◆ Задание 1:
Повторите дословно строки записей ниже: от строки, содержащей «Task: tag every instance of the boulder», до последней строки записей, обе крайние строки включаются. Изображения в ответ не включайте.

Мнение, будто бы известный Ф<аддей> Б<улгарин> не считался тогда еще таким, каким считали его впоследствии, приводимое в жизнеописании Грибоедова для оправдания его относительно сношений его с Б<улгариным>, никак нельзя признать справедливым. Не входя здесь в разбирательство, насколько основательна было вообще мнение о Б<улгарине>, и когда он был лучше, когда хуже, я могу сказать только одно, что ни за что так не упрекали Грибоедова люди, даже близкие ему, как за сношения его с Б<улгариным> и это всегда задевало заживо Грибоедова. Относительно других предметов Грибоедов хотя вообще и рассуждал часто горячо, но не доходил никогда до раздражения; только когда осуждали его связь с Б<улгариным> или когда Каховский доказывал ему, что, осуждая у ложных либералов противоречие их действий с провозглашаемыми принципами, Грибоедов и сам не свободен от подобного противоречия, можно было видеть, что Грибоедов чувствовал, что его кольнули в самое больное место. Трудно также понять, к какому времени может относиться, разрыв его с Б<улгариным> за излишнюю похвалу, о котором говорится в жизнеописании. Помнится, что и после вторичного отъезда своего в Грузию он все еще посылал письма в "Северную пчелу" и что даже писал комплименты Б<улгарину>, относительно его "Выжигина" [14]. Одоевскому присылали все, что печатал Грибоедов впоследствии, и мне помнится, что об этом был у нас и разговор с Одоевским.

◆ Перечень записей:
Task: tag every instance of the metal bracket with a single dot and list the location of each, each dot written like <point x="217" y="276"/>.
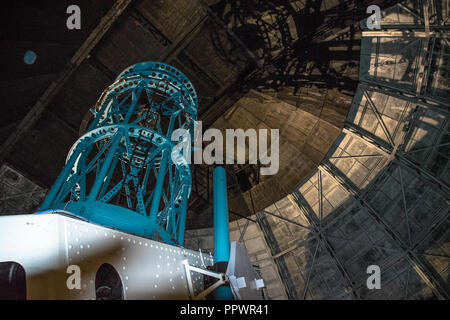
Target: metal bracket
<point x="221" y="276"/>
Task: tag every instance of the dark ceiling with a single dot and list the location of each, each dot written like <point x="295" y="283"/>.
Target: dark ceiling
<point x="225" y="47"/>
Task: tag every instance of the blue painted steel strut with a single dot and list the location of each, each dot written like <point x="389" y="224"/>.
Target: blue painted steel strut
<point x="221" y="229"/>
<point x="123" y="172"/>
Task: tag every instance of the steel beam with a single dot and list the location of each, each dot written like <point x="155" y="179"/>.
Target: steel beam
<point x="80" y="55"/>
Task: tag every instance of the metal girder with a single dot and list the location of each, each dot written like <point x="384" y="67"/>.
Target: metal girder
<point x="320" y="236"/>
<point x="406" y="34"/>
<point x="398" y="156"/>
<point x="422" y="269"/>
<point x="44" y="101"/>
<point x="422" y="101"/>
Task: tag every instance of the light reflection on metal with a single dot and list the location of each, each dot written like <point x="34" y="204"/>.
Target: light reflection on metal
<point x="121" y="173"/>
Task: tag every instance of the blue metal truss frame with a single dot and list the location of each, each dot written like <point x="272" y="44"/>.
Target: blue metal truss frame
<point x="145" y="93"/>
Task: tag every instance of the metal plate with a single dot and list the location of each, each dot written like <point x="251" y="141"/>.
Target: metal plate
<point x="46" y="244"/>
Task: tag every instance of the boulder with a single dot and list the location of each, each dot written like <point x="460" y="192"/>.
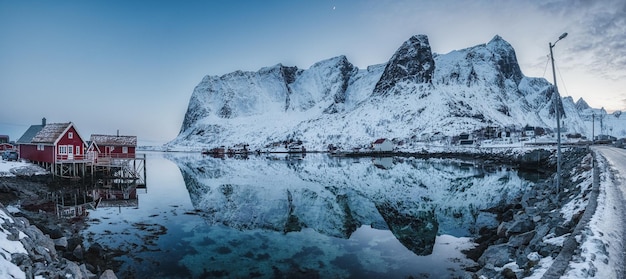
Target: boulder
<point x="497" y="255"/>
<point x="108" y="274"/>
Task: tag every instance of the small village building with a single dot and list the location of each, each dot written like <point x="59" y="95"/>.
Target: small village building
<point x="5" y="144"/>
<point x="529" y="131"/>
<point x="466" y="139"/>
<point x="382" y="145"/>
<point x="112" y="146"/>
<point x="52" y="144"/>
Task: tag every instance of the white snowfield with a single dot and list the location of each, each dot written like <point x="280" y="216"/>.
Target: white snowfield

◆ Задание 2:
Согласуются ли с отрывком о Грибоедове и Булгарине следующие утверждения? (a) О других предметах Грибоедов рассуждал часто горячо, но до раздражения не доходил. (b) После вторичного отъезда в Грузию Грибоедов перестал посылать письма в «Северную пчелу». (c) Одоевскому присылали все, что Грибоедов печатал впоследствии. На каждое ответьте «да» или «нет» и приведите точную цитату из текста, которая это решает.

◆ Итоговый ответ 1:
Task: tag every instance of the boulder with a single dot and list the location of each, each dot written like <point x="460" y="192"/>.
Target: boulder
<point x="497" y="255"/>
<point x="108" y="274"/>
Task: tag every instance of the small village building with a single dot and list the location of each, each dot written like <point x="59" y="95"/>.
Target: small village building
<point x="5" y="144"/>
<point x="529" y="131"/>
<point x="466" y="139"/>
<point x="382" y="145"/>
<point x="112" y="146"/>
<point x="52" y="144"/>
Task: tag every instance of the white snowfield with a single dot and list the location of each, each dot written like <point x="280" y="216"/>.
Target: white snowfield

◆ Итоговый ответ 2:
(a) Да: «Относительно других предметов Грибоедов хотя вообще и рассуждал часто горячо, но не доходил никогда до раздражения».
(b) Нет: «он все еще посылал письма в "Северную пчелу"».
(c) Да: «Одоевскому присылали все, что печатал Грибоедов впоследствии».